**Supplied text:**
■ ■ ■ ■
Deleting MMR repair in the mutD5 mutL mutant strain resulted in a 2.4-fold increase in the G:C transition rate, which in this strain exceeded the A:T transition rate by 1.6-fold (χ2 = 1229, P < < 0.001) (Figure 1A, Table 4, and Table S3). This increase in G:C transitions entirely accounted for the difference in mutation rates between the mutD5 and mutD5 mutL mutant strains, and resulted in a spectrum of BPSs closely resembling that of the wild-type strain (Table 4). In contrast, other studies have found that the rate of A:T transitions exceeds that of G:C transitions in MMR-defective mutD5 mutant strains (Schaaper 1993) (see Discussion). The rates of the various transversions occurred in the same pattern in the mutD5 mutL mutant strain as in the mutD5 mutant strain.
The DNA strand bias of BPSs:
In MMR-defective strains, A:T transitions are 2.4-fold more frequent when A is on the lagging strand template (LGST) and T is on the leading strand template (LDST) than in the opposite orientation. Likewise, G:C transitions are 2.3-fold more frequent when C is on the LGST and G is on the LDST than in the opposite orientation (Lee et al. 2012; Bhagwat et al. 2016; Foster et al. 2018). Neither the mutD5 nor the mutD5 mutL mutant strain exhibited these strong strand biases (Table 5). In the mutD5 mutant strain, A:T transitions were only 1.17-fold more frequent when A was on the LGST than on the LDST, and there was no strand bias for G:C transitions. In the mutD5 mutL mutant strain, A:T and G:C transitions occurred 1.19- and 1.03-fold more frequently with A and C on the LGST. While statistically significant, these 10–20% strand biases are much less prominent than the twofold biases exhibited by MMR-defective proofreading-proficient strains, suggesting that nucleotide misincorporation during DNA replication is not strand biased but proofreading is (see Discussion).
■ ■ ■ ■
**Given records:**
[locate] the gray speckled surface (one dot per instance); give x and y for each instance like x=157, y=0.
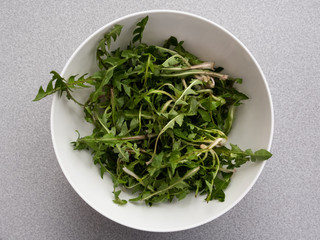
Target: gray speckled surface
x=37, y=202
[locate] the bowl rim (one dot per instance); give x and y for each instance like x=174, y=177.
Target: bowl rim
x=190, y=226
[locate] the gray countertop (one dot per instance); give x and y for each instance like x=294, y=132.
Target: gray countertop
x=36, y=200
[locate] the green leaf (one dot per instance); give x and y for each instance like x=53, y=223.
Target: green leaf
x=138, y=32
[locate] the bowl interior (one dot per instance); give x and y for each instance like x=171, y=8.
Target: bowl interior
x=253, y=126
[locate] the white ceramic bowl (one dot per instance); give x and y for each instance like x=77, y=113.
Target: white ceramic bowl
x=253, y=127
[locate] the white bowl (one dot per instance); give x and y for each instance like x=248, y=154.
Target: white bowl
x=253, y=127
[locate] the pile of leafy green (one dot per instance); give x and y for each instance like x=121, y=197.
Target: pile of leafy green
x=161, y=118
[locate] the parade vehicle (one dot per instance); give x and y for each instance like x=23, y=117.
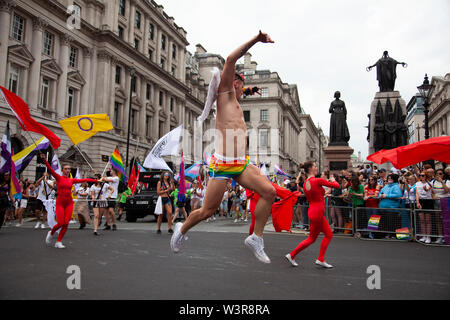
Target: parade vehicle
x=143, y=203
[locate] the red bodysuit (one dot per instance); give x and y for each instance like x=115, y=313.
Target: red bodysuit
x=315, y=197
x=64, y=201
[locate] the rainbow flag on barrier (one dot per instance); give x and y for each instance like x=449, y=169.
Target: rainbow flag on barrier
x=402, y=234
x=373, y=223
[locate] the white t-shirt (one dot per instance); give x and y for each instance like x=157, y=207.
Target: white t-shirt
x=420, y=189
x=115, y=185
x=438, y=189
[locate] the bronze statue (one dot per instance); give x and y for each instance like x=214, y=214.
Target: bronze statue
x=386, y=72
x=339, y=134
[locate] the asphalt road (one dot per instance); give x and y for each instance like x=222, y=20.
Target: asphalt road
x=136, y=263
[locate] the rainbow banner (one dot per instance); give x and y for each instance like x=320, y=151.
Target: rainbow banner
x=373, y=223
x=402, y=234
x=117, y=163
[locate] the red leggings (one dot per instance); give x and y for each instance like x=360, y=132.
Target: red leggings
x=64, y=210
x=318, y=224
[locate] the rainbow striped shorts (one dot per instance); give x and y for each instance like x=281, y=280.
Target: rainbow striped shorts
x=223, y=168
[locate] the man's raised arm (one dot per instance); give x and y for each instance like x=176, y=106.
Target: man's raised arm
x=227, y=78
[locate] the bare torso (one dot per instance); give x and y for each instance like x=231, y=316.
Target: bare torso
x=232, y=131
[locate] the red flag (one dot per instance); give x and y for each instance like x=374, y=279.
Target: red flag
x=132, y=177
x=136, y=181
x=22, y=113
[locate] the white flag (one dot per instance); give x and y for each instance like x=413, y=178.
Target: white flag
x=166, y=146
x=56, y=165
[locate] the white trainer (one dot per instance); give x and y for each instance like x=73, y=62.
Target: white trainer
x=59, y=245
x=177, y=238
x=292, y=261
x=48, y=239
x=256, y=244
x=324, y=264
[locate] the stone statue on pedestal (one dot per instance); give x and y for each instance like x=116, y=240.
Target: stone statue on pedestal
x=386, y=72
x=339, y=134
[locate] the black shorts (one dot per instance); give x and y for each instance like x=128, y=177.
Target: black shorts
x=112, y=203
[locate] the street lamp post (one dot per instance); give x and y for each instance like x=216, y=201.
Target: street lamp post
x=425, y=91
x=132, y=74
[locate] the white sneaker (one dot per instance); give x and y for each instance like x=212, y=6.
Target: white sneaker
x=59, y=245
x=177, y=238
x=48, y=239
x=324, y=264
x=256, y=244
x=292, y=261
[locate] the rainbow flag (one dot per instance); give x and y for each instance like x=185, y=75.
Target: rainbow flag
x=15, y=185
x=373, y=223
x=116, y=163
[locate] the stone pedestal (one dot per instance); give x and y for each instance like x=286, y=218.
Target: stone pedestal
x=338, y=158
x=382, y=97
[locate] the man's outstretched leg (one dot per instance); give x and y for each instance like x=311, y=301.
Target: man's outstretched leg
x=252, y=179
x=213, y=198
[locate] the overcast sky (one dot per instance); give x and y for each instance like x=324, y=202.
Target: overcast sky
x=325, y=46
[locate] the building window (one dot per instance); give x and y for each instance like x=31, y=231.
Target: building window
x=174, y=51
x=70, y=101
x=118, y=72
x=121, y=32
x=133, y=120
x=163, y=42
x=45, y=93
x=147, y=92
x=14, y=79
x=264, y=92
x=263, y=138
x=18, y=29
x=151, y=33
x=117, y=107
x=138, y=20
x=264, y=115
x=48, y=43
x=122, y=7
x=133, y=84
x=247, y=115
x=148, y=122
x=73, y=60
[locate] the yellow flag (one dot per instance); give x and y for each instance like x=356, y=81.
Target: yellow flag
x=83, y=127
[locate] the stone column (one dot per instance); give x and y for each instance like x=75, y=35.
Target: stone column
x=143, y=111
x=61, y=95
x=131, y=22
x=5, y=22
x=35, y=69
x=85, y=91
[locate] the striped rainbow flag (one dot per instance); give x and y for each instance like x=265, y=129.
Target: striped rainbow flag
x=117, y=163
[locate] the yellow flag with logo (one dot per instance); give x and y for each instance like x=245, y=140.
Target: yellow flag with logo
■ ■ ■ ■
**List of tasks:**
(1) According to the mutation-rate text, how many times more frequent were A:T transitions in the mutD5 mutant strain when A was on the LGST than when it was on the LDST?
(2) Decide whether each statement agrees with the mutation-rate text, and answer yes or no, quoting the words that decide it. (a) Deleting MMR repair in the mutD5 mutL mutant strain raised the G:C transition rate 2.4-fold. (b) The mutD5 mutant strain showed a strand bias for G:C transitions. (c) Transversions in the mutD5 mutL mutant strain followed a different pattern from those in the mutD5 mutant strain.
The data play no part in what is asked here.

**Exercise results:**
(1) They were 1.17-fold more frequent.

(2)
(a) Yes: "resulted in a 2.4-fold increase in the G:C transition rate"
(b) No: "there was no strand bias for G:C transitions"
(c) No: "The rates of the various transversions occurred in the same pattern in the mutD5 mutL mutant strain as in the mutD5 mutant strain."